→ **WHAT THE TASK ASKS**
Filter this data down to the lines that hold "water", and copy them.

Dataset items
^^^^

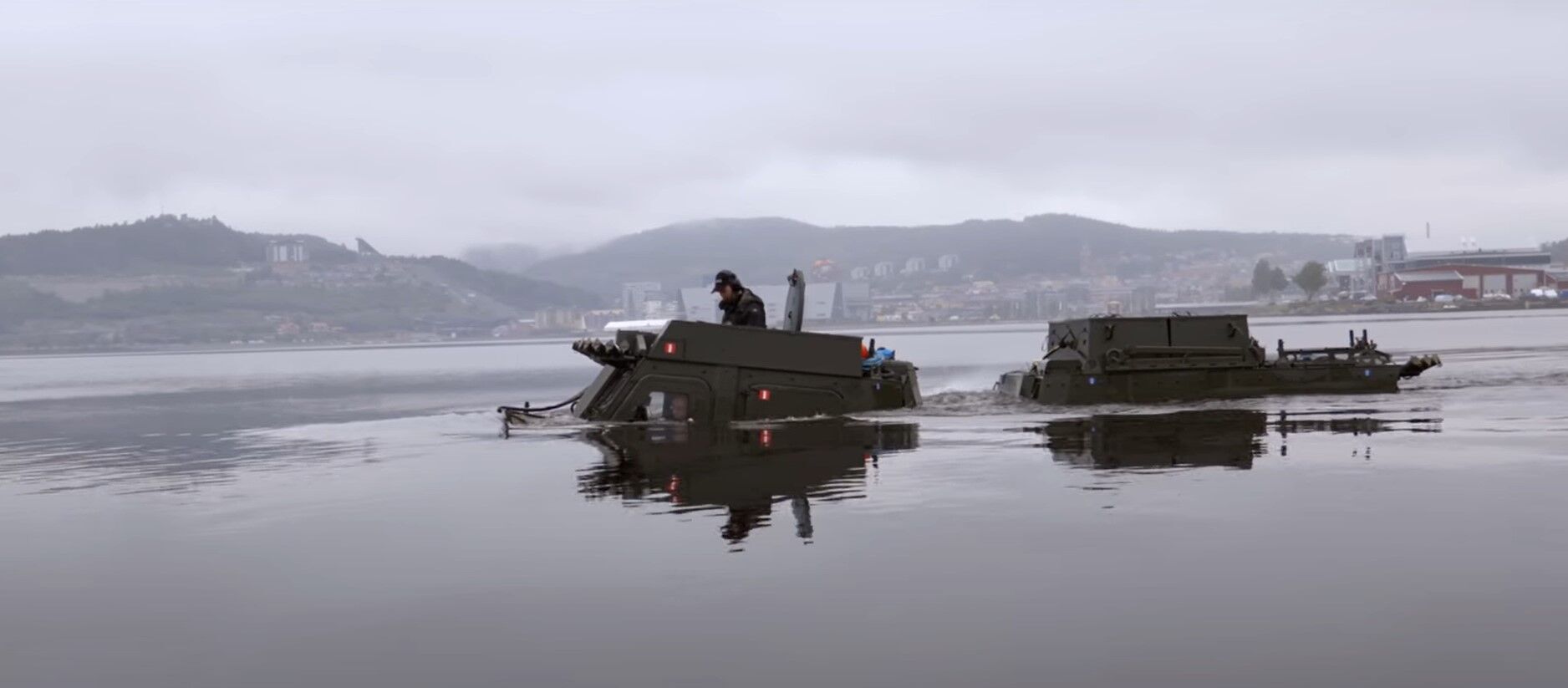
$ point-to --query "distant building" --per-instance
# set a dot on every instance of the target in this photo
(1346, 275)
(857, 300)
(1377, 256)
(1504, 257)
(700, 304)
(288, 252)
(825, 301)
(1459, 279)
(634, 297)
(558, 320)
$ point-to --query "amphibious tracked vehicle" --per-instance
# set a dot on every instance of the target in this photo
(717, 374)
(1113, 359)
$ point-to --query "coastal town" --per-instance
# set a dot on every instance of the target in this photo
(1380, 276)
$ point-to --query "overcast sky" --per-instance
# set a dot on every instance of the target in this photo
(427, 127)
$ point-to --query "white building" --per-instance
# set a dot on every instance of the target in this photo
(288, 252)
(634, 297)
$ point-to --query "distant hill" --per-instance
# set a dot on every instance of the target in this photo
(168, 279)
(507, 257)
(1559, 251)
(764, 250)
(159, 243)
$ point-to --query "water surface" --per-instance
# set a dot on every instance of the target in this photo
(350, 517)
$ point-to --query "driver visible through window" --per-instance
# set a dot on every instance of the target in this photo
(667, 406)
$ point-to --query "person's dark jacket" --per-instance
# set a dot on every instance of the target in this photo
(746, 311)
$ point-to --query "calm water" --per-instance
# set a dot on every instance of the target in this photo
(352, 519)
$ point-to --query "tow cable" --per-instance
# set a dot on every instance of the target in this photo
(519, 414)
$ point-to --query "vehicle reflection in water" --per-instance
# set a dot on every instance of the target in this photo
(1226, 437)
(742, 471)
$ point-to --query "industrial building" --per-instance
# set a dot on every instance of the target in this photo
(1383, 267)
(288, 252)
(825, 301)
(1462, 279)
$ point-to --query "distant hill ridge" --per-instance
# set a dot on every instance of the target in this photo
(148, 245)
(767, 248)
(177, 243)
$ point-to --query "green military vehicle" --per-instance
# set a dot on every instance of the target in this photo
(1113, 359)
(715, 374)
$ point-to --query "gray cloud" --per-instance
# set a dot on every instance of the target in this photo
(425, 127)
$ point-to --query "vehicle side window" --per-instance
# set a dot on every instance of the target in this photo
(667, 406)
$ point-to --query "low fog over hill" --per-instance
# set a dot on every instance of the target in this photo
(764, 250)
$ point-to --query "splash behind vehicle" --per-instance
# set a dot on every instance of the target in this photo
(715, 374)
(1112, 359)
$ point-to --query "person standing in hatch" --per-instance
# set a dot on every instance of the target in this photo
(739, 304)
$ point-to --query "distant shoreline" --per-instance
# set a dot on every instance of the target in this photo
(1424, 313)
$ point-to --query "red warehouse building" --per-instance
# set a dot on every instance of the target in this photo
(1469, 281)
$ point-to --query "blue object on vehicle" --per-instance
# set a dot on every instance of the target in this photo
(877, 358)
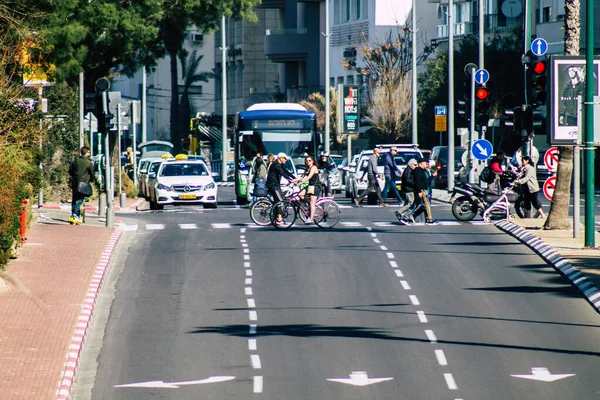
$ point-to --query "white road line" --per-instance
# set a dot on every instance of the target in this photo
(430, 335)
(188, 226)
(439, 354)
(450, 381)
(350, 223)
(257, 385)
(155, 227)
(414, 300)
(255, 361)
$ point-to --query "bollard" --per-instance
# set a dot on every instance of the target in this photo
(23, 220)
(102, 205)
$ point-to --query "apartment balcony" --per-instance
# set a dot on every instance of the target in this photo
(283, 45)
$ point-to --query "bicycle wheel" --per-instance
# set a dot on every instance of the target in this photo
(260, 212)
(327, 214)
(288, 214)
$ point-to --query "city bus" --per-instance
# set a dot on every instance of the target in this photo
(272, 128)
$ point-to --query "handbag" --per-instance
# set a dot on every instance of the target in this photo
(84, 188)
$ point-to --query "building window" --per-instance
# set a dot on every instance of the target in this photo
(546, 14)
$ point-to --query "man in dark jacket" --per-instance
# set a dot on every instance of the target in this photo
(390, 171)
(81, 172)
(422, 181)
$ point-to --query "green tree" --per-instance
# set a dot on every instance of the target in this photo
(558, 217)
(205, 15)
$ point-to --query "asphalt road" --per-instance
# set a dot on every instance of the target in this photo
(208, 306)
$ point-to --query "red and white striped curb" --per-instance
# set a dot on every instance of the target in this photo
(83, 322)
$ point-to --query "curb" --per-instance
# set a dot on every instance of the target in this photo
(551, 256)
(83, 321)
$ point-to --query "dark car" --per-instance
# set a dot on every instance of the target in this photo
(439, 163)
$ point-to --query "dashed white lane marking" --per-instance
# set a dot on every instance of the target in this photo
(155, 227)
(188, 226)
(439, 354)
(257, 385)
(422, 316)
(430, 335)
(255, 361)
(450, 381)
(350, 223)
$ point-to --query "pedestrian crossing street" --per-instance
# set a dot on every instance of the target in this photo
(225, 225)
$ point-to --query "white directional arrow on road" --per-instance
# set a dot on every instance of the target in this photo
(543, 374)
(359, 378)
(482, 149)
(175, 385)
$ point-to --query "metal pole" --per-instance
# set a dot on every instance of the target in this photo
(144, 132)
(415, 136)
(590, 231)
(450, 97)
(224, 100)
(327, 100)
(471, 128)
(81, 111)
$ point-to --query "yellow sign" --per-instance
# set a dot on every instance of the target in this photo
(440, 123)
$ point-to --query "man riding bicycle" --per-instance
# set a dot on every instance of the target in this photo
(276, 171)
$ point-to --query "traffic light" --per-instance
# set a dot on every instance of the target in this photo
(482, 106)
(539, 82)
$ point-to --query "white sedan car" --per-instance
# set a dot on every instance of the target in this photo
(181, 181)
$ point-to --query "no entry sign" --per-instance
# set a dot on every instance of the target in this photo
(551, 159)
(549, 187)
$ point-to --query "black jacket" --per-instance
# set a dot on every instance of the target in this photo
(420, 178)
(276, 171)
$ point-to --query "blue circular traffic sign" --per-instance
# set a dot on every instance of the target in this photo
(482, 149)
(539, 47)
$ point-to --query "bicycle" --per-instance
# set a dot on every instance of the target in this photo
(327, 212)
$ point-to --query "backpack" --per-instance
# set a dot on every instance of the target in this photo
(260, 187)
(487, 175)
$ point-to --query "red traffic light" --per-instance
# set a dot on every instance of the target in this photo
(539, 67)
(482, 93)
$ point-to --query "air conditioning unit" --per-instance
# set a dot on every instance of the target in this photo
(198, 38)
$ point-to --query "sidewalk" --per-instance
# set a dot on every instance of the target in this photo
(47, 296)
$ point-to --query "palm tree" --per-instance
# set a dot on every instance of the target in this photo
(190, 75)
(558, 217)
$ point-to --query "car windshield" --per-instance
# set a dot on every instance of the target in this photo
(195, 169)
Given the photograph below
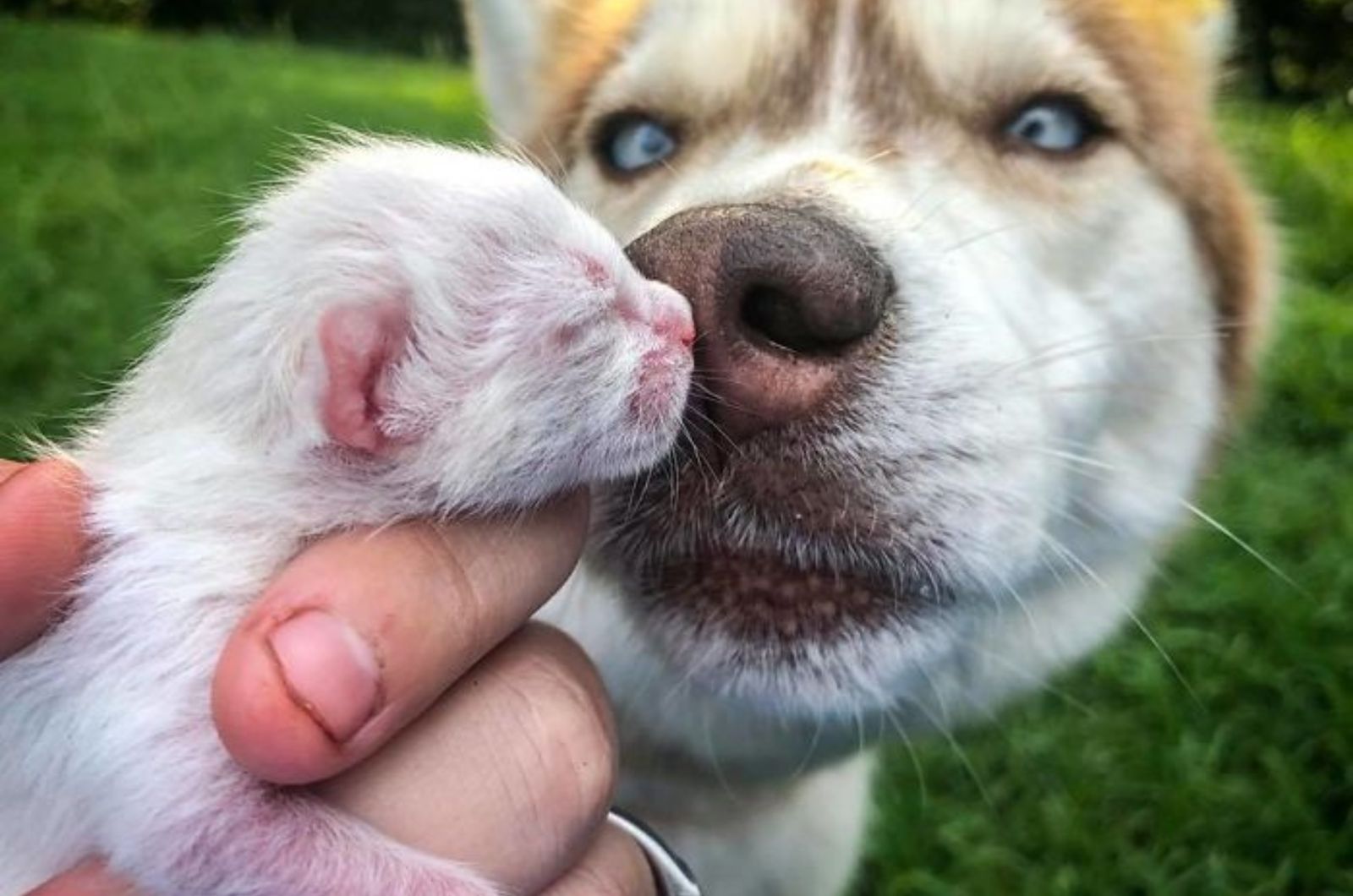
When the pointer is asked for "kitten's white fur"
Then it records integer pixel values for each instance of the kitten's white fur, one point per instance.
(521, 333)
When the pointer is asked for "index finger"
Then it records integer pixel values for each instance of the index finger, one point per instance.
(41, 546)
(365, 630)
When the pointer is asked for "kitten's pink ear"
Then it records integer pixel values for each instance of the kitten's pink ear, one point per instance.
(360, 344)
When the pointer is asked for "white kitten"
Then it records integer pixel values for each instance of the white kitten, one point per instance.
(403, 331)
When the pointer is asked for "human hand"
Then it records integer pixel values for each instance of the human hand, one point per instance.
(397, 675)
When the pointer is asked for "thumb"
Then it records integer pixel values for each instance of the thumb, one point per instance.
(41, 546)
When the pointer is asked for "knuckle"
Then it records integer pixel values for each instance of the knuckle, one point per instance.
(572, 724)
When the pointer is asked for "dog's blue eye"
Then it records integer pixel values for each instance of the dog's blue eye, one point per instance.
(1055, 125)
(633, 142)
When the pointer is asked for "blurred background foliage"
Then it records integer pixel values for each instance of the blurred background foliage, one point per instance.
(413, 27)
(1296, 51)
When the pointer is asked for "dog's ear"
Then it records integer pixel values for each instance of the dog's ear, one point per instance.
(534, 56)
(1202, 30)
(507, 42)
(1213, 29)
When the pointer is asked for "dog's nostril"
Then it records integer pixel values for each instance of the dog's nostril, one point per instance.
(782, 320)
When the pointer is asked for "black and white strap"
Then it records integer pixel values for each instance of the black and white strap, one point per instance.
(674, 878)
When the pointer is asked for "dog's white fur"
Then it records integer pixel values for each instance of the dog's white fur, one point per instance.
(518, 353)
(1045, 413)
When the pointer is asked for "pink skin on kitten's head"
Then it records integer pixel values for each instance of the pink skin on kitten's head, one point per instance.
(570, 366)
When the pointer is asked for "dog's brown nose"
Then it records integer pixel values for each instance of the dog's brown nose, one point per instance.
(784, 297)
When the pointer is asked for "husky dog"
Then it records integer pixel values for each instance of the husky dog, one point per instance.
(976, 287)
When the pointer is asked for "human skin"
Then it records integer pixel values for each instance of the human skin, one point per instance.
(486, 740)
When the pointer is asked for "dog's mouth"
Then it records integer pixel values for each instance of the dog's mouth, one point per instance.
(764, 556)
(770, 601)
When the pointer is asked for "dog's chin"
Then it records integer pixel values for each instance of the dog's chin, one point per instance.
(775, 609)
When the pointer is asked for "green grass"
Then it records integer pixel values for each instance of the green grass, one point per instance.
(121, 156)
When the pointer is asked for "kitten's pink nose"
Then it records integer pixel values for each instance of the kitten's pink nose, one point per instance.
(671, 319)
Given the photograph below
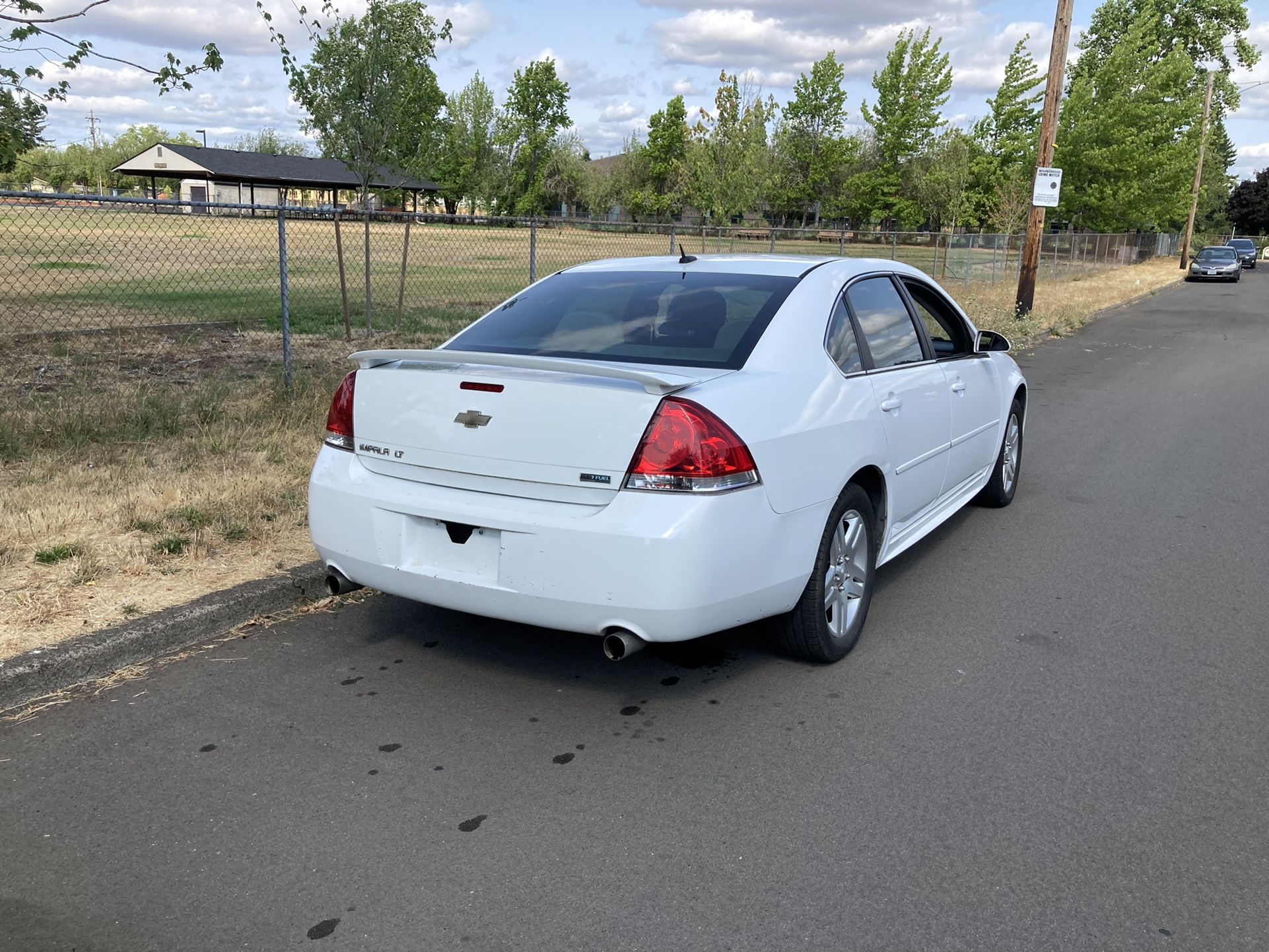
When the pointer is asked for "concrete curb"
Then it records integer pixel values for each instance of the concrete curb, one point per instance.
(99, 653)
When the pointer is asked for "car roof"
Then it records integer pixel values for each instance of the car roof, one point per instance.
(771, 264)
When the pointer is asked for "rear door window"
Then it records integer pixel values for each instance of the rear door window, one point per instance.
(882, 315)
(660, 318)
(842, 343)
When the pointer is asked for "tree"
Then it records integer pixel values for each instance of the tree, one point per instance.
(618, 182)
(370, 93)
(663, 163)
(32, 41)
(564, 180)
(911, 89)
(1249, 205)
(944, 178)
(1010, 131)
(1128, 136)
(1214, 201)
(811, 139)
(729, 159)
(536, 111)
(1201, 28)
(466, 165)
(269, 143)
(22, 123)
(1009, 203)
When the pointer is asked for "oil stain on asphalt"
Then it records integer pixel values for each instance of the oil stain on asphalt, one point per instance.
(323, 930)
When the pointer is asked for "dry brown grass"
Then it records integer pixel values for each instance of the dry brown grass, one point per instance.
(1061, 306)
(155, 522)
(168, 493)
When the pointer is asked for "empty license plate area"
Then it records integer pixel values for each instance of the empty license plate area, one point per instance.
(423, 543)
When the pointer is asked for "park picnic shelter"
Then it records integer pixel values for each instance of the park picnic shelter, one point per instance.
(228, 176)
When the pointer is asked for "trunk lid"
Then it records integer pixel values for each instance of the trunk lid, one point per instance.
(553, 436)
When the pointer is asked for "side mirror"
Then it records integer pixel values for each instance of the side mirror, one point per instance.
(992, 341)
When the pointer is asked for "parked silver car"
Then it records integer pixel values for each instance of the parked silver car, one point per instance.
(1215, 263)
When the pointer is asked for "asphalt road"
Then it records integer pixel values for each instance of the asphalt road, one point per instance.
(1051, 737)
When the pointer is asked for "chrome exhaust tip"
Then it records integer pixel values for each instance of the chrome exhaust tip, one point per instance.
(338, 583)
(622, 644)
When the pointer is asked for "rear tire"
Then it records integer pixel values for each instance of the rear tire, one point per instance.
(827, 621)
(1008, 467)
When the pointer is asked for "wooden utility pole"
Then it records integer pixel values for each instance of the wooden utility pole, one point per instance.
(1198, 173)
(1045, 156)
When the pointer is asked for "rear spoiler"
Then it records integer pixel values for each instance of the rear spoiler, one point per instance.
(651, 381)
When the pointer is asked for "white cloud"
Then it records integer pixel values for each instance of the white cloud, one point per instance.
(234, 26)
(821, 15)
(470, 23)
(619, 114)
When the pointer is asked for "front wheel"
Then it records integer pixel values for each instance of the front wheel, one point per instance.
(1003, 484)
(827, 621)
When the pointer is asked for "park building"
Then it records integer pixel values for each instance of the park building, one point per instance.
(232, 177)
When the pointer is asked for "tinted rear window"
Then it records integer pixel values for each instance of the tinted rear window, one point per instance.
(659, 318)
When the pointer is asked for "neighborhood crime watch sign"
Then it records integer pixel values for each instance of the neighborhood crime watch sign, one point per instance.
(1048, 186)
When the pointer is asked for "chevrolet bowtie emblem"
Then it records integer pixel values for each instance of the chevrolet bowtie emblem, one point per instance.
(471, 419)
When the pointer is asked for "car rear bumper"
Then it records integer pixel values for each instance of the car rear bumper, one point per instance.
(667, 568)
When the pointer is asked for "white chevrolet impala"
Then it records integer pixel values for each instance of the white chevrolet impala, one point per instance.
(658, 448)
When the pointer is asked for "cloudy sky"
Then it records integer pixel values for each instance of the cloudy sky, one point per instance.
(622, 59)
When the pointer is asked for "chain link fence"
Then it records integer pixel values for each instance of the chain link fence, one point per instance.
(100, 289)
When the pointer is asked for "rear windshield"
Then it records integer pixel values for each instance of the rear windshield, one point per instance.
(659, 318)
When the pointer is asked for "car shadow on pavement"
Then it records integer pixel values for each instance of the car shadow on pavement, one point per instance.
(473, 642)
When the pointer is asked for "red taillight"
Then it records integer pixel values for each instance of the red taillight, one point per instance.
(688, 450)
(339, 421)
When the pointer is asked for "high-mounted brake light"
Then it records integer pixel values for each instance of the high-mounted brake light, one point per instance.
(685, 448)
(339, 421)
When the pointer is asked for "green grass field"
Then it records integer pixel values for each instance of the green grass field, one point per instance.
(85, 268)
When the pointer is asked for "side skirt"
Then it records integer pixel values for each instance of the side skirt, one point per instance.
(936, 517)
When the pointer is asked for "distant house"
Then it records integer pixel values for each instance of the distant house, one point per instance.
(227, 176)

^^^^

→ **TASK SOLUTION**
$ point-to --query "water surface" --per-instance
$ point-to --query "calm water" --per-instance
$ point-to --query "vehicle reflection in water" --per-instance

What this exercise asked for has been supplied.